BEGIN Data for this task

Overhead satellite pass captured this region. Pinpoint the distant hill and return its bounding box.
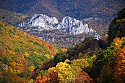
[0,22,58,83]
[0,0,125,20]
[0,9,28,25]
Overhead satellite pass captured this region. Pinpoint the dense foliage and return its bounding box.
[0,22,57,82]
[0,9,125,83]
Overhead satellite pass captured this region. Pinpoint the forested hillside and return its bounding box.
[0,22,58,83]
[0,9,125,83]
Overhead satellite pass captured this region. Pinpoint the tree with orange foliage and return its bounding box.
[114,46,125,83]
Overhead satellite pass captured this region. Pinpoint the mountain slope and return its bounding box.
[18,14,100,47]
[0,22,57,83]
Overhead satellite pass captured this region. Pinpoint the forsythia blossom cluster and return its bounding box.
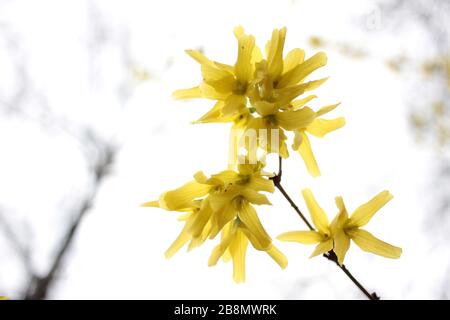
[144,27,401,282]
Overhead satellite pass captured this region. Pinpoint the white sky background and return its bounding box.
[0,0,449,299]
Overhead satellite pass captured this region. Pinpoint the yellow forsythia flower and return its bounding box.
[173,27,345,176]
[143,163,287,282]
[278,189,402,265]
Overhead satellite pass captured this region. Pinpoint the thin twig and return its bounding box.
[271,157,380,300]
[24,148,115,300]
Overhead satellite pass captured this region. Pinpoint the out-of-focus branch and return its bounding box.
[271,157,380,300]
[0,208,33,274]
[24,140,117,300]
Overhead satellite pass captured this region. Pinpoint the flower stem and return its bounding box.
[271,157,380,300]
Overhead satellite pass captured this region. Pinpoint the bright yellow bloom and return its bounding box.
[208,201,288,283]
[331,191,402,265]
[143,163,287,282]
[277,189,333,258]
[278,189,402,265]
[173,27,345,176]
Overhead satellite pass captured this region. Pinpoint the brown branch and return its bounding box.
[24,148,115,300]
[271,157,380,300]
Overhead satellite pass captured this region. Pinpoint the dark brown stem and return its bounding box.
[24,149,115,300]
[271,157,380,300]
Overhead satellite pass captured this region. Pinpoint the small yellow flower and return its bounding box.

END Data for this task

Please retype all of the records above word for word, leaving out the pictures.

- Completed task
Overhead satellite pass captured this region. Pinpoint the distant hill and return its bounding box.
[0,22,58,83]
[0,0,125,20]
[0,9,28,25]
Overhead satellite pass captured this region. Pinpoint the dense foliage and return its bounding box.
[0,22,57,82]
[0,9,125,83]
Overhead satellite pass captured this region. Pinpoint the forested hillside and return its bounding box.
[0,22,58,83]
[0,9,125,83]
Overhead satellite pass captured this region. Pinpoint the tree with orange foliage and return its bounding box.
[114,46,125,83]
Overhead satellite pass captured this region. Pinpoint the mountain slope and return its bounding box.
[18,14,100,47]
[0,22,57,83]
Overhead satellite pass captured this region. Pinpoint the forsythia blossom cluster and return its bounding box.
[144,27,401,282]
Overhead satellite pass captured this region. Pinpoint the white sky background and return its bounding box.
[0,0,449,299]
Overhead satellite pass captured this region. Pinpoint the yellow forsythia flower and return its bounding box.
[173,27,345,176]
[143,163,287,282]
[278,189,402,265]
Overhead satellite pass captured this region. Pinpoint the thin twig and return its bounding box.
[271,157,380,300]
[24,148,115,300]
Overhead satellite pass captured this region. Pinpoint the out-of-focus branch and return its bounding box.
[271,157,380,300]
[0,208,33,274]
[24,140,117,300]
Overhead satellite pass captured this region. Pinpoint the flower stem and return its bounding box.
[271,157,380,300]
Overhead satellite pass captured this region. Pinpoint the bright yellow bloom and return its bounding box.
[208,201,288,283]
[331,191,402,265]
[143,163,287,282]
[277,189,333,258]
[278,189,402,265]
[173,27,345,176]
Overhead satellite pass captured this region. Pinpoint the brown branch and return its bounding box.
[24,148,115,300]
[271,157,380,300]
Overhead satellite pass captured this region. Pinpoint the dark brown stem and return its bounding box.
[24,149,115,300]
[271,157,380,300]
Overhead satellite pass captured this region. Pinpoint the small yellow flower and return its bounding box.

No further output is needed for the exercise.